▶ **EXERCISE DESCRIPTION**
Restate word for word the lines from the one containing "Note: mark the coat" through the end of the listing below, with both ends included.

▶ **TASK MATERIAL**
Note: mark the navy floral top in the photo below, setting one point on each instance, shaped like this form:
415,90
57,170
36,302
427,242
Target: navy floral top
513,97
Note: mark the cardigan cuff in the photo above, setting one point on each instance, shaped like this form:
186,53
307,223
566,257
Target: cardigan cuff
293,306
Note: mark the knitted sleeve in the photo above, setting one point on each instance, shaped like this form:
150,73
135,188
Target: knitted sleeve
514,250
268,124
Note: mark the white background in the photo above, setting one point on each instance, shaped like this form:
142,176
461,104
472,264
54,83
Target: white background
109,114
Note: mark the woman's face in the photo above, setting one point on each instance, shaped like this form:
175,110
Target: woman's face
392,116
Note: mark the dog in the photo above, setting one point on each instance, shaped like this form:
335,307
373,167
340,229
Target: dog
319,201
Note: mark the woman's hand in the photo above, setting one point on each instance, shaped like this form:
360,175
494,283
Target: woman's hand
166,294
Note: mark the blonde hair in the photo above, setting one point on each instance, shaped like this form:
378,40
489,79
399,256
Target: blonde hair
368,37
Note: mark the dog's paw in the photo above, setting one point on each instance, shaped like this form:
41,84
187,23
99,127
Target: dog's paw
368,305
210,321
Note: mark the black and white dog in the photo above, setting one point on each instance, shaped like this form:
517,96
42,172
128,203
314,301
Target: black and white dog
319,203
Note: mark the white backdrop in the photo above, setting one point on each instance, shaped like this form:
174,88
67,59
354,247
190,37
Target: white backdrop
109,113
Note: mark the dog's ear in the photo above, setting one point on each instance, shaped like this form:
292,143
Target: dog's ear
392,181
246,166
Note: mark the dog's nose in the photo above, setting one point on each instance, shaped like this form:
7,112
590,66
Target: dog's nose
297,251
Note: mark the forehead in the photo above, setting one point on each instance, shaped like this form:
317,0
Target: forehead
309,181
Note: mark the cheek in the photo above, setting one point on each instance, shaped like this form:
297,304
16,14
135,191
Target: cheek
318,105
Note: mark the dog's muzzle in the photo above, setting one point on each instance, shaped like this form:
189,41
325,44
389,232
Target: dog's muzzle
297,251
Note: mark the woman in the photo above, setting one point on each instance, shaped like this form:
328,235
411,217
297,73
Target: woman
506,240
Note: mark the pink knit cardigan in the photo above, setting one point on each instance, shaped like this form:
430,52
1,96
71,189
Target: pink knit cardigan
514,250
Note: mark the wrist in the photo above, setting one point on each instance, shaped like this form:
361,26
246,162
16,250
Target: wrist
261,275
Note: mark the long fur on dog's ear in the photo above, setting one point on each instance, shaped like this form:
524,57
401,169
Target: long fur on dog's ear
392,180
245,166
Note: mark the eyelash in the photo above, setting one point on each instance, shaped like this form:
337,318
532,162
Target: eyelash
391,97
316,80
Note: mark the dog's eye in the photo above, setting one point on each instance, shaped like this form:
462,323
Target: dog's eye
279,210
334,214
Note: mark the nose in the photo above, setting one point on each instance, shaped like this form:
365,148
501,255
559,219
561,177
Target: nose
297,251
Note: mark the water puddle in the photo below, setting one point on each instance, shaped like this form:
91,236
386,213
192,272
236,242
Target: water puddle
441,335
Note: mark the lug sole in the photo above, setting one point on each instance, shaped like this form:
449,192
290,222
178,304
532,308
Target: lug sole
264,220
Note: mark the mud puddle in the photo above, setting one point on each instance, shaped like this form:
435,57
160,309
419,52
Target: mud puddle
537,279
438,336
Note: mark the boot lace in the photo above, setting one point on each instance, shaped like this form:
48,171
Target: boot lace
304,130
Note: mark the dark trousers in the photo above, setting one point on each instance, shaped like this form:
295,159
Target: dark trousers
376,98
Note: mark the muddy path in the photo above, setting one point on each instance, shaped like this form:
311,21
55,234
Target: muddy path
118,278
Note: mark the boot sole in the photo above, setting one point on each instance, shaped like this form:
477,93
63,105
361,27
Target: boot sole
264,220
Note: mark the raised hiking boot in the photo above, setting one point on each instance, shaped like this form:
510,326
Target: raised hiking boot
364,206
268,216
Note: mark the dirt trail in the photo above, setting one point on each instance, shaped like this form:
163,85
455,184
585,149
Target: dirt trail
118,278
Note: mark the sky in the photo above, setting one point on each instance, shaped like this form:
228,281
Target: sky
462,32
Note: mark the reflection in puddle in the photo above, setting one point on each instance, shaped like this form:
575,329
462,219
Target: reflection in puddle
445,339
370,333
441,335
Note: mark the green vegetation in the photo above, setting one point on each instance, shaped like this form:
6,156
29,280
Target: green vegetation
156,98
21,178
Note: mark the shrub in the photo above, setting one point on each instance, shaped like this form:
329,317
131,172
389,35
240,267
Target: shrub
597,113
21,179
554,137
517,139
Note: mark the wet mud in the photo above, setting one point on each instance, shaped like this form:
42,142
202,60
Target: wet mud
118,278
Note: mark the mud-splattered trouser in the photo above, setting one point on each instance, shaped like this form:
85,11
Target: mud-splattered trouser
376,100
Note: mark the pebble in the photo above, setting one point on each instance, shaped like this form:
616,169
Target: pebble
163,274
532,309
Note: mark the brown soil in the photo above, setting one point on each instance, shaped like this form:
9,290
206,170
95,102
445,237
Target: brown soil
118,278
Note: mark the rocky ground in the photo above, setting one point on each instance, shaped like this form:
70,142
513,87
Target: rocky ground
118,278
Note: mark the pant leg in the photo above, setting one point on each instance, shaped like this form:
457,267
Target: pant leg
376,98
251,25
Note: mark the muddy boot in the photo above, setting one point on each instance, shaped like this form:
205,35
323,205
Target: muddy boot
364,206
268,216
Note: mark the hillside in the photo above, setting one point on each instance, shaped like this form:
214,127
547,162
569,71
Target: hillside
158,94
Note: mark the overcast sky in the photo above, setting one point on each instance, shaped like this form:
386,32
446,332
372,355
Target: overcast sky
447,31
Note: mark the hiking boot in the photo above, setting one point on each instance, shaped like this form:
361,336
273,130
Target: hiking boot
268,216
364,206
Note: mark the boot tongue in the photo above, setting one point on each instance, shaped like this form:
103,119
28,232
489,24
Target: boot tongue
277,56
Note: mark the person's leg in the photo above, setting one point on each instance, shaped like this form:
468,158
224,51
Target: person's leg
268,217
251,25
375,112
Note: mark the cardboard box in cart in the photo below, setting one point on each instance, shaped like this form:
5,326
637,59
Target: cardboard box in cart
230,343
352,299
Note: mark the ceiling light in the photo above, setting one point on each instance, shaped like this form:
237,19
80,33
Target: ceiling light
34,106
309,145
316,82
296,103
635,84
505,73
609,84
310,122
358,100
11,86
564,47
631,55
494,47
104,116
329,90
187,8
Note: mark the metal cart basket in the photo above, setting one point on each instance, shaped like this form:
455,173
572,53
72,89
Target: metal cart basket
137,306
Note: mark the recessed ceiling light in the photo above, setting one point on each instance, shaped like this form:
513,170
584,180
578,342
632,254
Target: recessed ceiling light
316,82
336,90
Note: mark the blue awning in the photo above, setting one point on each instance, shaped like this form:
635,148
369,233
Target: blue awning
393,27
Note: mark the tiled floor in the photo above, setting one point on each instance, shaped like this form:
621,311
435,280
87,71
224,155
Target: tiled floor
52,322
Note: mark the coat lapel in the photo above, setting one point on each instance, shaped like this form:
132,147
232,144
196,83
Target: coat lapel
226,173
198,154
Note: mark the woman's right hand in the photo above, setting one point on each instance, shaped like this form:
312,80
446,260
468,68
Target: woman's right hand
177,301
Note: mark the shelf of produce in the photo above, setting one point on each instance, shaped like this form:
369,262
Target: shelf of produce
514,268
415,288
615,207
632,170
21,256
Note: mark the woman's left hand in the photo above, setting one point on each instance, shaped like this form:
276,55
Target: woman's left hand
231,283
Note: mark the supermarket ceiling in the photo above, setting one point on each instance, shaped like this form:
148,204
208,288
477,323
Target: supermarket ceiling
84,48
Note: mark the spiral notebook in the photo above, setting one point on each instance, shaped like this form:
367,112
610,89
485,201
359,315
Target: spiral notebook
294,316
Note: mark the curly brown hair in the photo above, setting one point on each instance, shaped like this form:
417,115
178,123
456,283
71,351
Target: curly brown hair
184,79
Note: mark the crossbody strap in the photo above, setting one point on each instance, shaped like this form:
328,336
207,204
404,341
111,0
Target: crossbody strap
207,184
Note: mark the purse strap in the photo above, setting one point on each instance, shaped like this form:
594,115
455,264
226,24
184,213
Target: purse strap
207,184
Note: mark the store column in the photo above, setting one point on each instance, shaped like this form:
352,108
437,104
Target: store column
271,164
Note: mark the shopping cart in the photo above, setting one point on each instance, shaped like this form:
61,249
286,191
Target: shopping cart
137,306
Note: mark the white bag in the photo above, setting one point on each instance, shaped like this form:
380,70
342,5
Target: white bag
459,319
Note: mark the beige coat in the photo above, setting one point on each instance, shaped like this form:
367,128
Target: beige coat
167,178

▶ **RESULT OF THE EXERCISE**
Note: mark the coat lapel in the photo above, setting one point on each instance, shaped like this form:
132,147
232,144
196,83
Target: coat lapel
226,173
198,154
Note: mark the woman's right hand in the photo above, setting one point on each instance, shaped like this form:
312,80
446,260
468,68
Target: woman's right hand
177,301
Note: mark the shelf of produce in the photo above, setting one point on each instance, shaped like this form:
369,262
Target: shelf of produce
514,268
415,288
615,207
632,170
21,256
Note: mark the woman's left hand in the photo above, setting one point on each instance, shaped like this form:
276,55
Target: woman's left hand
231,283
Note: mark the supermarket ceiling in the photo above, setting one point on each instance, shaped like this form:
148,204
208,288
477,323
Target: supermarket ceiling
84,48
Note: mark the spiral notebook in the photo above, setting one point on each instance, shaped like this form:
367,112
610,89
485,201
359,315
Target: spiral notebook
294,316
Note: mark the curly brown hair in the photo above, setting one point on each instance, shaped like this form:
417,115
178,123
456,283
71,351
Target: curly brown hair
184,79
Note: mark the crossbody strap in the photo above, setting one point on each instance, shaped like this form:
328,336
207,204
404,341
111,0
Target: crossbody strap
207,184
Note: mark the purse strap in the photo above, setting one point on each instance, shaped like this form:
594,115
455,264
226,24
184,213
Target: purse strap
207,184
Note: mark the store column in the photo above, setting one point on each instance, shaped like this form:
352,108
437,104
Target: store column
271,164
Note: mark the shopping cart in the photo above, setting one point on each instance, shaped like this form:
61,249
286,191
Target: shopping cart
137,306
Note: mark the white bag in the photo above, setting one point on each instance, shaped like this form:
380,70
342,5
Target: white bag
459,319
Note: mark the beige coat in the photo above, setting one point on each instance, shaped like this form:
367,128
Target: beige coat
167,178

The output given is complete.